----- Exercise material

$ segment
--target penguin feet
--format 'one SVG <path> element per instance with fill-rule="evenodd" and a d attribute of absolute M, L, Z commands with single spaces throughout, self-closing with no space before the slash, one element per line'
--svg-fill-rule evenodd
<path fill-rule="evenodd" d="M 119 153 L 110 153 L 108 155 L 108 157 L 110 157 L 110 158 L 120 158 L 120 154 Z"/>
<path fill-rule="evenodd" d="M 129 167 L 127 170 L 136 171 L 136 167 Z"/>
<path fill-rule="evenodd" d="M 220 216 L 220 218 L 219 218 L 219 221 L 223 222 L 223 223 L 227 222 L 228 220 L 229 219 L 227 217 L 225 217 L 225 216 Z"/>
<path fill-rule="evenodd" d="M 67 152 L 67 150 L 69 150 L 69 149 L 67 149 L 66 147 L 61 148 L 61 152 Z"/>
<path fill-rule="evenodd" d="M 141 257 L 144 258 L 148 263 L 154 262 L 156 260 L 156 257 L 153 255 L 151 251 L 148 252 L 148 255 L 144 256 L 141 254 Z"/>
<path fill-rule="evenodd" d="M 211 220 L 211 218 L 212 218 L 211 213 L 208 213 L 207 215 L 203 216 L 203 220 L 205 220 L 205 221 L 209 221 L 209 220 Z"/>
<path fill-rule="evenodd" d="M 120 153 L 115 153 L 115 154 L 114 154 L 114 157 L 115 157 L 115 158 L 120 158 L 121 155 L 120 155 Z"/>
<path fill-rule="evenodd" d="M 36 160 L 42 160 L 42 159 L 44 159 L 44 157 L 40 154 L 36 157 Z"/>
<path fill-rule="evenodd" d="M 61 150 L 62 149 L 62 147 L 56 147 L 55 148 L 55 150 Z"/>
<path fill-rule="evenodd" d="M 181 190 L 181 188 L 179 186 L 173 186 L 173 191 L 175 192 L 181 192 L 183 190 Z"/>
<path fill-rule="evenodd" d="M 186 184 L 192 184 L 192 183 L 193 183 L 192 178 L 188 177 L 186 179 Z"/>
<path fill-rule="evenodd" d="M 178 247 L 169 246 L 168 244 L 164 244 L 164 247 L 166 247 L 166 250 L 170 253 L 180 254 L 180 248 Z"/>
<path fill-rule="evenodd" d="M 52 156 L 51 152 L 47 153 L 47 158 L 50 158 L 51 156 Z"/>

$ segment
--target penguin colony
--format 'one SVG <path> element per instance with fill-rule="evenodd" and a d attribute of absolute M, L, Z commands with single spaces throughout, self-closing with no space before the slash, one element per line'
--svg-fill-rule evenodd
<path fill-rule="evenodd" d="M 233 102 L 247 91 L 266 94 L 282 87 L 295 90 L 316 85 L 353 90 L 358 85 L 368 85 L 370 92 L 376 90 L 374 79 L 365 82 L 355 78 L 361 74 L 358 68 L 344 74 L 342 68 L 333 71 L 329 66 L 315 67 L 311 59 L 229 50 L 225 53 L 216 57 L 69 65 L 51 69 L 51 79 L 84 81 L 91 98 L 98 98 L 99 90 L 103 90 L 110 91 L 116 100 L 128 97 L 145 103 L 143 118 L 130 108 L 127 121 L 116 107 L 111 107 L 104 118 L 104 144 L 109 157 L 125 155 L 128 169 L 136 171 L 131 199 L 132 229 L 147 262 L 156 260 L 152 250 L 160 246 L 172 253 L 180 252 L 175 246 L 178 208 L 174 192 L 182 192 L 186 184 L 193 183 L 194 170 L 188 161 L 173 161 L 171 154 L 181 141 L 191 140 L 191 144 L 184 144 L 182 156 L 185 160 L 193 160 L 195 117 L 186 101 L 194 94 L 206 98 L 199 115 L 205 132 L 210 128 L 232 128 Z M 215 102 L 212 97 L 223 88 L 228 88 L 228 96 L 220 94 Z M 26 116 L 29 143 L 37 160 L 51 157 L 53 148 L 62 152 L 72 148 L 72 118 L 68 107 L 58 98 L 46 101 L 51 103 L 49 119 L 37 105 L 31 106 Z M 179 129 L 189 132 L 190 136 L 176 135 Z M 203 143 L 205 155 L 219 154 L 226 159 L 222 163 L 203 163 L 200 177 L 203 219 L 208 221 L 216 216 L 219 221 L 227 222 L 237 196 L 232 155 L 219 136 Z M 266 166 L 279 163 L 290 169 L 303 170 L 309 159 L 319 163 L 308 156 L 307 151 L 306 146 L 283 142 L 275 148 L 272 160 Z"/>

----------
----- Exercise material

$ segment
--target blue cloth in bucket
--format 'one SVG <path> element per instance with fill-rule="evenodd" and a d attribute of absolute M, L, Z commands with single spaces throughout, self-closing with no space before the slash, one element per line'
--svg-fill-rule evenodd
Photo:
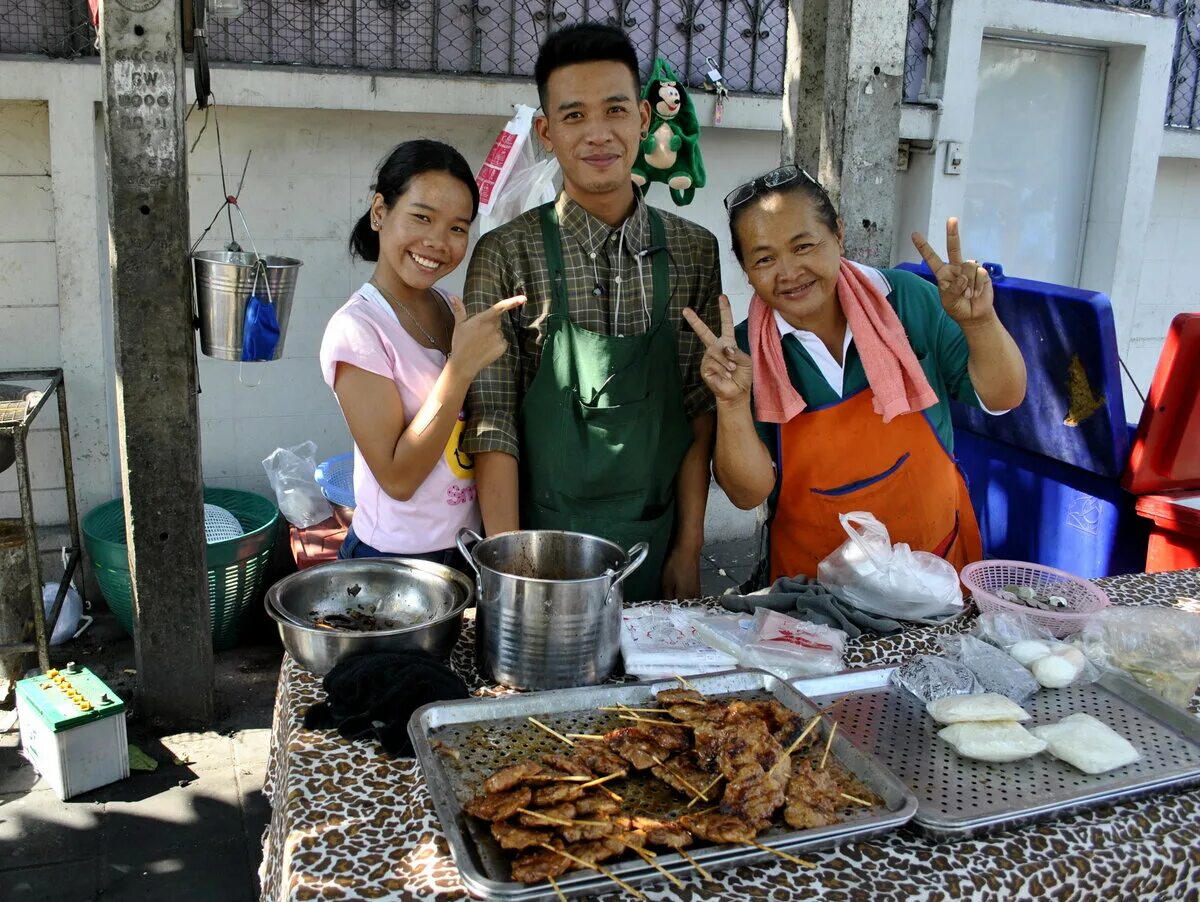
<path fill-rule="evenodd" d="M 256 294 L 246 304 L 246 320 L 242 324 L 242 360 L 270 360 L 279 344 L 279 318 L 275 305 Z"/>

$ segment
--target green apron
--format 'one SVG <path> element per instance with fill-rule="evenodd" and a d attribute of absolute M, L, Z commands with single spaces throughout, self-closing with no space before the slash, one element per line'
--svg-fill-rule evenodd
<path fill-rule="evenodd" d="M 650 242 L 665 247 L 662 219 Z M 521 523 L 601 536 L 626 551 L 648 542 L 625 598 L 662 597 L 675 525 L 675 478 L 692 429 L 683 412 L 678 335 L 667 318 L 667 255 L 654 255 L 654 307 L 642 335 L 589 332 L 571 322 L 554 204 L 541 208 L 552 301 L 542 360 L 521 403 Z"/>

----------

▸ **Required work**:
Among the lines above, find the ones containing "target" and copy them.

▸ **Output for this exercise**:
--target penguin feet
--target penguin colony
--target blue cloth in bucket
--target green apron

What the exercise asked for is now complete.